··· PAGE EXCERPT ···

So, I bought this thing called a Kegelmaster. It is this kegel excerciser that uses progressive resistance to strengthen your glittery hoo-ha. I'm now at the strongest level and joy of joys, it doesn't matter how bad I have to pee, I can let loose with a tsunmai of sneezes without any worries at all. Not to mention the benefits if I ever get to have sex again...someone is going to be extremely happy. I've got super vag!
Anyone ever wonder who the first person was to think, "we should take this casava plant, beat the starch out of the roots, roll it into balls, cook them with milk, eggs, sugar and vanilla until the balls are gelatinous, and tehn eat it."? I love tapioca pudding as much as the next person, but seriously, who thought this would be a good idea?

··· PROVIDED MATERIAL ···

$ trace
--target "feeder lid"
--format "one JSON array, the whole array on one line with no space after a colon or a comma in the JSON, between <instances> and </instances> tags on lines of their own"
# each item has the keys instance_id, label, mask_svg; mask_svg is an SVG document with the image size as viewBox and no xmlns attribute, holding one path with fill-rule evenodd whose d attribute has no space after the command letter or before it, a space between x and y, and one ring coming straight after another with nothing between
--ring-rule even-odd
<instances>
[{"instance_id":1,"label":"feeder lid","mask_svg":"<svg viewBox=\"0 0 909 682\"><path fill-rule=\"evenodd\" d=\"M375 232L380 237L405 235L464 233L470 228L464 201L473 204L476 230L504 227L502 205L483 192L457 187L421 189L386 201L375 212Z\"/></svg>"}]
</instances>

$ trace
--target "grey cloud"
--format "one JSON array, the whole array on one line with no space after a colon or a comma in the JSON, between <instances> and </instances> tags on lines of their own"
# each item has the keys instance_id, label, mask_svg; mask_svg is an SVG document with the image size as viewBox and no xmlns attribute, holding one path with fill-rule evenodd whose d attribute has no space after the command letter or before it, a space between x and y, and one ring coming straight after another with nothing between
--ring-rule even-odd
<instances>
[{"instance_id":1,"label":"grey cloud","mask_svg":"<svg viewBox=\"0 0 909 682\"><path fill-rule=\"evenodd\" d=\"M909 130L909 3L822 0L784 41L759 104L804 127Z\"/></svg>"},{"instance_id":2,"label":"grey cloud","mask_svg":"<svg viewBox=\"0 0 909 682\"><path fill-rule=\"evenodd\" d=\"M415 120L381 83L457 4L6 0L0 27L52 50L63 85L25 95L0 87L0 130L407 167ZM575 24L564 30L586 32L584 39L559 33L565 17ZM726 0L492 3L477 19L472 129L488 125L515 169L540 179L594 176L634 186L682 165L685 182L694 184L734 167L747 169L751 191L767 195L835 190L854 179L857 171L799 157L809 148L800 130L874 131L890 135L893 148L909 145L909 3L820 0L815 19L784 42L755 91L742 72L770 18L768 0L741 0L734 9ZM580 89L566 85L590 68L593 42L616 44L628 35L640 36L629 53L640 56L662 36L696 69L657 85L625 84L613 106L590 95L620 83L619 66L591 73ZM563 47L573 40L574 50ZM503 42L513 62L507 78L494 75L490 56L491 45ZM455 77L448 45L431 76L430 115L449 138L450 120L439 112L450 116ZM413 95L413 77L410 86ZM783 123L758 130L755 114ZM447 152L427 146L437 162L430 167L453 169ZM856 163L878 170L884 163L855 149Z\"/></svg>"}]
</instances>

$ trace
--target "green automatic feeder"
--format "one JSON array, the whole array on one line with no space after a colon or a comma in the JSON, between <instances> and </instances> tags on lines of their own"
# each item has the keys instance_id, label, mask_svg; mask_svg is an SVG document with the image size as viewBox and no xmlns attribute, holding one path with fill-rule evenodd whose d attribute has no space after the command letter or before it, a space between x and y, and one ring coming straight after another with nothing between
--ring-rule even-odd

···

▶ TASK GOAL
Write out, unchanged, the portion of the page excerpt that opens with the words containing "So, I bought" and closes with "a good idea?".

▶ WRITTEN RESPONSE
So, I bought this thing called a Kegelmaster. It is this kegel excerciser that uses progressive resistance to strengthen your glittery hoo-ha. I'm now at the strongest level and joy of joys, it doesn't matter how bad I have to pee, I can let loose with a tsunmai of sneezes without any worries at all. Not to mention the benefits if I ever get to have sex again...someone is going to be extremely happy. I've got super vag!
Anyone ever wonder who the first person was to think, "we should take this casava plant, beat the starch out of the roots, roll it into balls, cook them with milk, eggs, sugar and vanilla until the balls are gelatinous, and tehn eat it."? I love tapioca pudding as much as the next person, but seriously, who thought this would be a good idea?